■ PROBLEM TO SOLVE ■
Please give the listing again, word for word, with nothing left out.

[start DATA ROWS]

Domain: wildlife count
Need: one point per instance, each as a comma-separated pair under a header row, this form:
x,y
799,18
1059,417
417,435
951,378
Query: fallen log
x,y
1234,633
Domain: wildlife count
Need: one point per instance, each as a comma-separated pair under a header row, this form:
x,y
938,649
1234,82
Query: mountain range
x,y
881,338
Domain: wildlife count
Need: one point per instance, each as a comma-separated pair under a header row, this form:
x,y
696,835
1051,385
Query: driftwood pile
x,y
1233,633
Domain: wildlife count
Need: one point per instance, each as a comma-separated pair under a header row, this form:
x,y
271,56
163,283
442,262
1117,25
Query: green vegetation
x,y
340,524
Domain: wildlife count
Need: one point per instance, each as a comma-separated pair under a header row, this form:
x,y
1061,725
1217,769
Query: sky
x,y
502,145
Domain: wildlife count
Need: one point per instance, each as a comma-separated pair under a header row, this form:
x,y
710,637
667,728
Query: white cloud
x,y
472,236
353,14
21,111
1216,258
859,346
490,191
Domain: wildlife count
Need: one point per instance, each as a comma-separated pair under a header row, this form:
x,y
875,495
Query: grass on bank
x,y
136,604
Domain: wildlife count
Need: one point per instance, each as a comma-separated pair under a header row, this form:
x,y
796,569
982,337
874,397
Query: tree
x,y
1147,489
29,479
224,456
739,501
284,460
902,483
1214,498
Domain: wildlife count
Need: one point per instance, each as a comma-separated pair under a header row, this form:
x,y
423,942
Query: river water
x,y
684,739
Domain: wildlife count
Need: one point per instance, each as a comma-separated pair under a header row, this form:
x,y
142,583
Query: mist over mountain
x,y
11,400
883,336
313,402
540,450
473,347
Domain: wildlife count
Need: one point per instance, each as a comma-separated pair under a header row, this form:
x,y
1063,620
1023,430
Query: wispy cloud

[end DATA ROWS]

■ EXERCISE OUTPUT ■
Domain: wildlife count
Need: one point per instance, each as a comma-separated pair under a header row, this form:
x,y
799,18
1059,417
417,435
951,378
Query: fallen log
x,y
1234,633
Domain: wildlife count
Need: one point per instance, each as a comma-separated pair under a header row, this form:
x,y
938,649
1234,82
Query: mountain range
x,y
881,338
Domain: wildlife count
Need: one point per instance, each as a comma-separated pair under a header row, this form:
x,y
696,835
1051,385
Query: driftwood pile
x,y
1233,633
Domain: wildlife count
Need: one point per instance, each as a comma-separated pair under a header row, this form:
x,y
271,56
163,283
442,262
1117,25
Query: green vegetation
x,y
340,524
Domain: wildlife count
Need: one point per instance, each as a comma-separated pair under a header row, this form:
x,y
1061,725
1217,769
Query: sky
x,y
502,145
Domain: wildlife count
Need: one point per instance, each as a comma-separated pair under a header row, this form:
x,y
710,637
667,728
Query: white cloud
x,y
472,236
353,14
21,111
1216,258
859,346
490,191
Domain: wildlife count
Need: one point per instance, each as a comma-separated pair under a header row, this form:
x,y
875,495
Query: grass on bank
x,y
136,604
Domain: wildlife count
Need: one point per instance, each as a comma-separated pair under a header row, this form:
x,y
796,569
982,337
874,397
Query: tree
x,y
1147,489
29,479
224,456
739,501
284,460
902,483
1214,498
Domain: wildlife count
Need: one point per instance, each as a comma-separated pair under a header row, this form:
x,y
423,942
Query: river water
x,y
684,739
Domain: wildlife count
Need: one point per instance, each as a comma-separated pair under a header row, this form:
x,y
142,583
Query: mist over mountain
x,y
11,400
883,336
313,402
540,450
473,347
Domain: wildlife count
Need: one point per instance, each as a comma-separated pair under a header row, this form:
x,y
1063,620
1023,430
Query: wispy cloud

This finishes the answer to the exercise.